= TEXT PASSAGE =
____________________

Eating sustainably means eating less meat—an idea that has often cropped up here on the Food Channel, in the writings of everyone from James McWilliams to Sarah Elton to Helene York. True, pastured meat is better than conventional, as Nicolette Hahn Niman has passionately argued, but with global meat production accounting for as much as a fifth of all greenhouse gases, it's probably time to trade some burgers for broccoli.
Being an eco-eater, however, isn't as easy as forsaking the pleasures of flesh, as Kiera Butler points out in the current issue of Mother Jones. That tender veggie burger or serendipitously named Tofurky? It's actually not so green. According to Gidon Eshel, a Bard College geophysicist who analyzes the environmental consequences of food production, processed vegetarian foods, as opposed to unprocessed vegetables, are just as bad as meat. Butler writes:
... Eshel believes most veggie burgers are the caloric equivalent of "shooting yourself in the foot." A 2009 study by the Swedish Institute for Food and Biotechnology found that while producing a plate of peas requires a fraction of the energy needed to produce the same number of calories of pork, the energy costs of a pea-burger and a pork chop are about equal.

____________________

= PROBLEM 1 =
In the passage on sustainable eating, how large a share of all greenhouse gases does global meat production account for?
= PROBLEM 2 =
Name every person mentioned in the passage on sustainable eating.
= PROBLEM 3 =
Reproduce the passage on sustainable eating word for word, beginning at "Being an eco-eater, however, isn't" and stopping after "are about equal.".
The material after this plays no part in any of this.

____________________

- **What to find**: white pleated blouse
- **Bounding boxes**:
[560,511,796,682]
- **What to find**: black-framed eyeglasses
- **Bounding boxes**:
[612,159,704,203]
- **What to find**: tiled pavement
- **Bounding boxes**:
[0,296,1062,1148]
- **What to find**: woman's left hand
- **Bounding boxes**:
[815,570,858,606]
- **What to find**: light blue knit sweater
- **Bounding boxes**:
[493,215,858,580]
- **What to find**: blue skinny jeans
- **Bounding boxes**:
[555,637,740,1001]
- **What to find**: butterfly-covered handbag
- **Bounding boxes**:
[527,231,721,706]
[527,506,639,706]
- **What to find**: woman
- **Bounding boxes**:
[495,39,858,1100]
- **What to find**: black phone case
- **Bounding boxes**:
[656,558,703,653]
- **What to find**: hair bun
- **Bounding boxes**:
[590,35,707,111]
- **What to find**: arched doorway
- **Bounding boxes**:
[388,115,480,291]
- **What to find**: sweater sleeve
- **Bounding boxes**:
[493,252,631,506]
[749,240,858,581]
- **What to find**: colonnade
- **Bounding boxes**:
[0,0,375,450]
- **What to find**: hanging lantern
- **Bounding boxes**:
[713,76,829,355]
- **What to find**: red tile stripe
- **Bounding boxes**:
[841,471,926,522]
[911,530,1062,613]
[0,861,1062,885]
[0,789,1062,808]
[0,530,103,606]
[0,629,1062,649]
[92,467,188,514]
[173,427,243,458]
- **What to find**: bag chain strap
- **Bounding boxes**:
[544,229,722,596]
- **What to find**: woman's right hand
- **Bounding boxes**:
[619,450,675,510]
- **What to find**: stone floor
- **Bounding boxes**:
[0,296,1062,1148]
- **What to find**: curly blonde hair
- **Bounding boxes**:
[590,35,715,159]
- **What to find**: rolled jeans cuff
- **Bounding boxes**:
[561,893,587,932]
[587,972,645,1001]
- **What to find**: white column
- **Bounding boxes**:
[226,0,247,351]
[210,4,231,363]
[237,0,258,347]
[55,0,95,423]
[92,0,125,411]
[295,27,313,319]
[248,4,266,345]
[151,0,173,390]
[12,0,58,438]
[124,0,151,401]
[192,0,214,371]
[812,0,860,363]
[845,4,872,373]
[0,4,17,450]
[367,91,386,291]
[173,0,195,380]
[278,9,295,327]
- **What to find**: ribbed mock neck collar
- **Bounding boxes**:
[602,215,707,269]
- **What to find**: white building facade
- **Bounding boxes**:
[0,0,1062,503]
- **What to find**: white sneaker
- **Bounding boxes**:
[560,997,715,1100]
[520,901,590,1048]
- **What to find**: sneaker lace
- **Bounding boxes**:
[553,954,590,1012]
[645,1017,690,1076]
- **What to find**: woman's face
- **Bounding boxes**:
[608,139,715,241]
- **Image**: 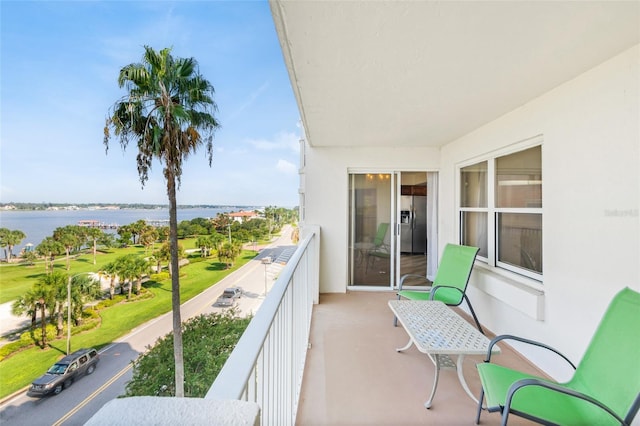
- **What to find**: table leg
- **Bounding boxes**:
[396,339,413,352]
[456,355,478,404]
[424,355,440,409]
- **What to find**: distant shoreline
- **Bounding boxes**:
[0,203,264,211]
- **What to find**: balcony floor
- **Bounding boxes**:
[297,291,542,425]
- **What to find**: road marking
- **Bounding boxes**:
[53,363,132,426]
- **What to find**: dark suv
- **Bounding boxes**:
[27,349,100,396]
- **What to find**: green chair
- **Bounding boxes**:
[393,244,484,334]
[365,223,391,271]
[476,288,640,425]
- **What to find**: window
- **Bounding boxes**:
[460,145,542,280]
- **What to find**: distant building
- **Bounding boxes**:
[229,210,259,223]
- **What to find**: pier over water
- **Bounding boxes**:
[78,219,169,230]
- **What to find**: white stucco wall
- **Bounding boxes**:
[440,46,640,377]
[304,147,440,293]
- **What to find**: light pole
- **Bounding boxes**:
[262,256,271,297]
[67,272,93,355]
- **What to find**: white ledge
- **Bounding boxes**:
[473,262,544,321]
[85,396,260,426]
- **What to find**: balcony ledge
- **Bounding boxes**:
[85,396,260,426]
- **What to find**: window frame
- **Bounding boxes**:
[456,135,544,284]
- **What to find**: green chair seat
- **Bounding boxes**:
[393,244,484,334]
[476,288,640,425]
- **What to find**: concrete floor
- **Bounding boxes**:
[297,291,542,425]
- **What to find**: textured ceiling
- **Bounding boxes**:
[271,0,640,146]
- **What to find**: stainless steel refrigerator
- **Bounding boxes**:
[400,195,427,254]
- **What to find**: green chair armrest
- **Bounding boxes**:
[501,378,628,425]
[484,334,576,370]
[429,285,464,300]
[398,274,428,291]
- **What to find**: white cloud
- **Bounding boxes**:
[248,132,300,152]
[276,159,298,175]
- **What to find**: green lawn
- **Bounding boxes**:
[0,246,256,398]
[0,245,155,303]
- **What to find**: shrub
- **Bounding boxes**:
[149,272,171,283]
[125,309,251,398]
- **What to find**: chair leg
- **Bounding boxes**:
[476,388,484,424]
[393,295,400,327]
[464,294,485,334]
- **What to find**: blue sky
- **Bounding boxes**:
[0,0,300,207]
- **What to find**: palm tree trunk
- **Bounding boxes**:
[109,274,116,300]
[166,171,184,398]
[56,302,64,337]
[40,299,47,349]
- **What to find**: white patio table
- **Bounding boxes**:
[389,300,500,408]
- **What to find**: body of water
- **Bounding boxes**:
[0,207,254,258]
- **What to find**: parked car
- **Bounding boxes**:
[27,349,100,396]
[216,287,242,306]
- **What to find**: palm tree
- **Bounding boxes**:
[104,46,220,397]
[36,237,64,272]
[86,228,104,265]
[11,290,40,330]
[53,225,85,271]
[103,260,118,300]
[71,275,102,325]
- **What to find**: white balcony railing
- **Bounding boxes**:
[205,228,320,425]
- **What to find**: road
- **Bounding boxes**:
[0,226,295,426]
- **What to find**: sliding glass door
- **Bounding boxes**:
[349,173,395,287]
[348,171,437,288]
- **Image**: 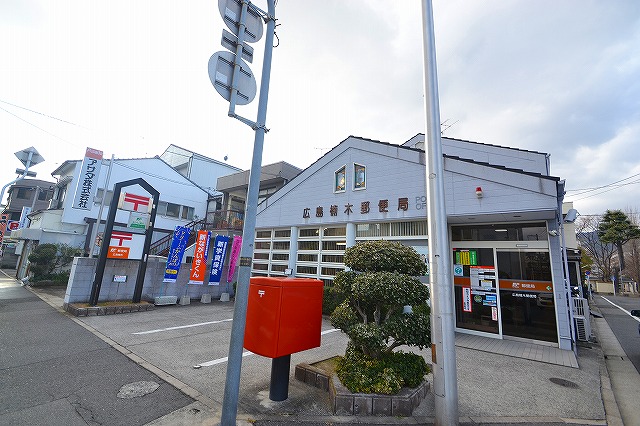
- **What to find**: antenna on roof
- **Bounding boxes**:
[440,118,460,135]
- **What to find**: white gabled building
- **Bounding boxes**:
[12,157,215,278]
[252,134,572,350]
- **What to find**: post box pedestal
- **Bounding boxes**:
[269,355,291,401]
[244,277,324,401]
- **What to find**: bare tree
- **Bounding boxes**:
[576,215,617,281]
[624,208,640,283]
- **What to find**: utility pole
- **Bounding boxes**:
[209,0,276,426]
[422,0,459,426]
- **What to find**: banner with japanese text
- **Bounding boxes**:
[162,226,191,283]
[189,231,209,285]
[227,235,242,283]
[209,235,229,285]
[0,214,9,244]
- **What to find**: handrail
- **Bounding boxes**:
[149,210,244,256]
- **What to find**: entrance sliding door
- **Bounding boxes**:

____________________

= WRITTEN ANSWER 1 =
As much as a fifth.

= WRITTEN ANSWER 2 =
James McWilliams, Sarah Elton, Helene York, Nicolette Hahn Niman, Kiera Butler, Gidon Eshel

= WRITTEN ANSWER 3 =
Being an eco-eater, however, isn't as easy as forsaking the pleasures of flesh, as Kiera Butler points out in the current issue of Mother Jones. That tender veggie burger or serendipitously named Tofurky? It's actually not so green. According to Gidon Eshel, a Bard College geophysicist who analyzes the environmental consequences of food production, processed vegetarian foods, as opposed to unprocessed vegetables, are just as bad as meat. Butler writes:
... Eshel believes most veggie burgers are the caloric equivalent of "shooting yourself in the foot." A 2009 study by the Swedish Institute for Food and Biotechnology found that while producing a plate of peas requires a fraction of the energy needed to produce the same number of calories of pork, the energy costs of a pea-burger and a pork chop are about equal.